Directions for this task. Begin at the line that contains "Where can you see the green" and repeat every line from there to the end of the records below, inclusive, without adding any other line.
== Stored data ==
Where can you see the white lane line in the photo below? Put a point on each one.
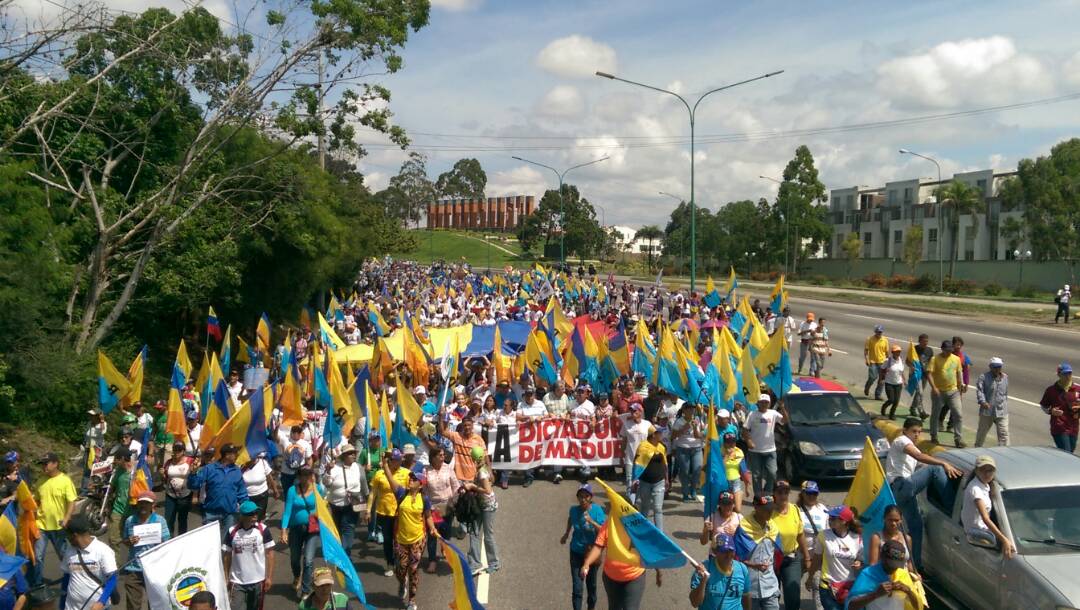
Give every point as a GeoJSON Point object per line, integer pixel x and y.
{"type": "Point", "coordinates": [1003, 338]}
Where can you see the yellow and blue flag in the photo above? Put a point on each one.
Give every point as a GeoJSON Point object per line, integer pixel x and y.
{"type": "Point", "coordinates": [634, 540]}
{"type": "Point", "coordinates": [464, 588]}
{"type": "Point", "coordinates": [111, 384]}
{"type": "Point", "coordinates": [334, 553]}
{"type": "Point", "coordinates": [774, 365]}
{"type": "Point", "coordinates": [869, 493]}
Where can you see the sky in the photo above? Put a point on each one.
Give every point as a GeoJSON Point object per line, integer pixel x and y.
{"type": "Point", "coordinates": [491, 79]}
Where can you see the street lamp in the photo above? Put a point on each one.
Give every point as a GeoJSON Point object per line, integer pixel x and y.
{"type": "Point", "coordinates": [692, 110]}
{"type": "Point", "coordinates": [562, 211]}
{"type": "Point", "coordinates": [941, 263]}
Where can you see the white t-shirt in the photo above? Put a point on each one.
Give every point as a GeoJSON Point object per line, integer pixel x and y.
{"type": "Point", "coordinates": [255, 477]}
{"type": "Point", "coordinates": [898, 463]}
{"type": "Point", "coordinates": [763, 426]}
{"type": "Point", "coordinates": [976, 492]}
{"type": "Point", "coordinates": [248, 549]}
{"type": "Point", "coordinates": [99, 559]}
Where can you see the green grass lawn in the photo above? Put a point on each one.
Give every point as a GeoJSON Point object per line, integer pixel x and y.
{"type": "Point", "coordinates": [455, 245]}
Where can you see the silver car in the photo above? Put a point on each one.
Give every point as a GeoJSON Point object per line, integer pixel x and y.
{"type": "Point", "coordinates": [1036, 504]}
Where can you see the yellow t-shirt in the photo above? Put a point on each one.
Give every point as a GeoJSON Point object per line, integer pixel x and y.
{"type": "Point", "coordinates": [410, 518]}
{"type": "Point", "coordinates": [943, 371]}
{"type": "Point", "coordinates": [790, 526]}
{"type": "Point", "coordinates": [731, 463]}
{"type": "Point", "coordinates": [386, 504]}
{"type": "Point", "coordinates": [54, 496]}
{"type": "Point", "coordinates": [877, 349]}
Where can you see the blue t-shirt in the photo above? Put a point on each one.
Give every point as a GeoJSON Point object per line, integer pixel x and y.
===
Worked solution.
Where can you see the green grass lawn in the photo above? Put a point on each one.
Give every point as a GeoJSON Point object per line, integer pixel x and y.
{"type": "Point", "coordinates": [455, 245]}
Where can you see the silver car in the photo above? Put a point on each one.
Give every point as a GeoJSON Point object per line, integer pixel x and y.
{"type": "Point", "coordinates": [1036, 504]}
Where can you see the yellow t-shirt in the photo above? Put a point on each one.
Give every point as a GeoJSON Point object per line, integer pixel x and y.
{"type": "Point", "coordinates": [410, 518]}
{"type": "Point", "coordinates": [943, 371]}
{"type": "Point", "coordinates": [790, 526]}
{"type": "Point", "coordinates": [731, 463]}
{"type": "Point", "coordinates": [386, 504]}
{"type": "Point", "coordinates": [54, 496]}
{"type": "Point", "coordinates": [877, 349]}
Where can you see the blue t-shirt in the photo above? Put a point on each one.
Give every point as a GeoJSON Point object per line, integer pixel x and y.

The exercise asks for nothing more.